### TASKS
**1)** Please answer these questions using the passage on Catawba's catchers and infield:
(a) How many games did Zack Miller start for Delaware last season?
(b) How many RBIs did Shepherd and Raper each have last season?
(c) What school did Luke Spiva transfer from?
**2)** Pick up the passage on Catawba's catchers and infield after its final sentence and write a continuation.

### PASSAGE SHOWN
--- start ---

Catcher Cameron Morrison is good enough defensively and handling the pitching staff that he’d be an asset if he batted .100, but he was a lot better than that last season. He checked in at ,265 with four homers and 27 RBIs.

“He’s so smart,” Gantt said. “He’s a really good receiver and he gets some of those borderline-high pitches called strikes. He makes people mad in the other dugout.”

Zack Miller, who started  52 games for D-I Delaware last season, is a catcher by trade and probably is Catawba’s key offensive addition. Morrison will still be the regular catcher, but Miller can give him some rest. Miller, who launched five homers last season, is going to get plenty of at-bats as the DH.

“Miller has tremendous power,” Gantt said. “He’ll probably be our cleanup hitter. We’ll  have to get his bat in the lineup.”

Catawba is in good shape at catcher, with Lyle Pfingst and Anthony Ponce also available.

Catawba couldn’t be any better in the infield. The Indians have experience at every spot with Shepherd (.358, 12 homers) at first base; Joe Butts (.271, 33 RBIs) at second base; Jackson Raper (.352, 8 homers) at third base, and Jeremy Simpson (.295, 7 homers, 40 RBIs) at shortstop.  All of them are at least as good defensively as they are offensively. Quick and smart, Simpson might be the SAC’s top defender, while Shepherd and the strong-armed Raper are two of the league’s better left-handed sluggers. They tied for second in the SAC last season with 55 RBIs each. Butts is an exceptional baserunner. All four will cheerfully take a walk and posted solid on-base percentages.

When Shepherd pitches, Luke Spiva, another Winston-Salem State transfer, could be the first baseman. He drove in 34 runs for the Rams last season.

Dylan Wilkinson has power and could get chances at first base or DH.

Versatile Cameron Mills is the top backup at second, third and shortstop.

--- end ---

### DATA SHOWN
--- start ---

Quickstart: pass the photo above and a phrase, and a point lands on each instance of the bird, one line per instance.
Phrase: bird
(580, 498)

--- end ---

### ANSWERS TO THE PROBLEMS
**1)**
(a) 52
(b) 55
(c) Winston-Salem State

**2)**
In the outfield, Gantt looks forward to getting a full year from center fielder Bryce Butler. Butler (.252) missed about half of last season after being hurt right out of the gate. When he’s 100 percent, he has game-changing speed and is a potential catalyst for the offense, whether he bats first or ninth. His wheels make him a huge asset defensively.

Lefty-swinging Henderson Lentz is the probable starter in left field. He didn’t hit with a lot of power last season, but he produced a steady stream of line drives. He batted .293 and runs well. In 191 at-bats, he grounded into just one double play.

“He’s got such a good attitude, he’s up every day, and everyone likes him,” Gantt said. “He’s got great hand-eye coordination. He’s a lefty who can hit lefties.”

Spiva is likely to get some action in left field. Ponce, one of the catching backups, also could play out there.

Lee Poteat gets on base at a high rate (.414 OBP), is a strong defender and offers good speed and some power. He’ll play a lot in right field.

Cowie, a Cherryville Legion star with a ton of talent, will also get some shots in right field.

Lentz or Poteat could move over to center field in certain match-ups if Catawba wants to go with an offensive-minded outfield, but Butler’s glove won’t be off the field often.

Freshman Luke Barringer is a slugger who will get his first opportunities to help as a pinch-hitter. Trent Walsh, a transfer from UNC Pembroke, is another good bat the Indians can bring off the bench.

Obviously, it’s going to be another stout squad. If the Indians get some pop from the outfield and can figure out the roles in the bullpen, they’ll be in the hunt for more championships.

“We’ve been scrimmaging since the first day of practice, and it’s been very competitive,” Gantt said. “Our pitchers were ahead of our hitters at the start, but then the hitters caught up, and the pitchers had to make adjustments. It’s been back and forth, and I know they’ve all made each other better. Now we’re eager to start playing someone else.”

The Indians will play three games in Tampa, Fla., with the season opener on Jan. 31. Barton, Columbus State and St. Leo will furnish the opposition. The first home game is scheduled for Feb. 8., a noon doubleheader against West Virginia State.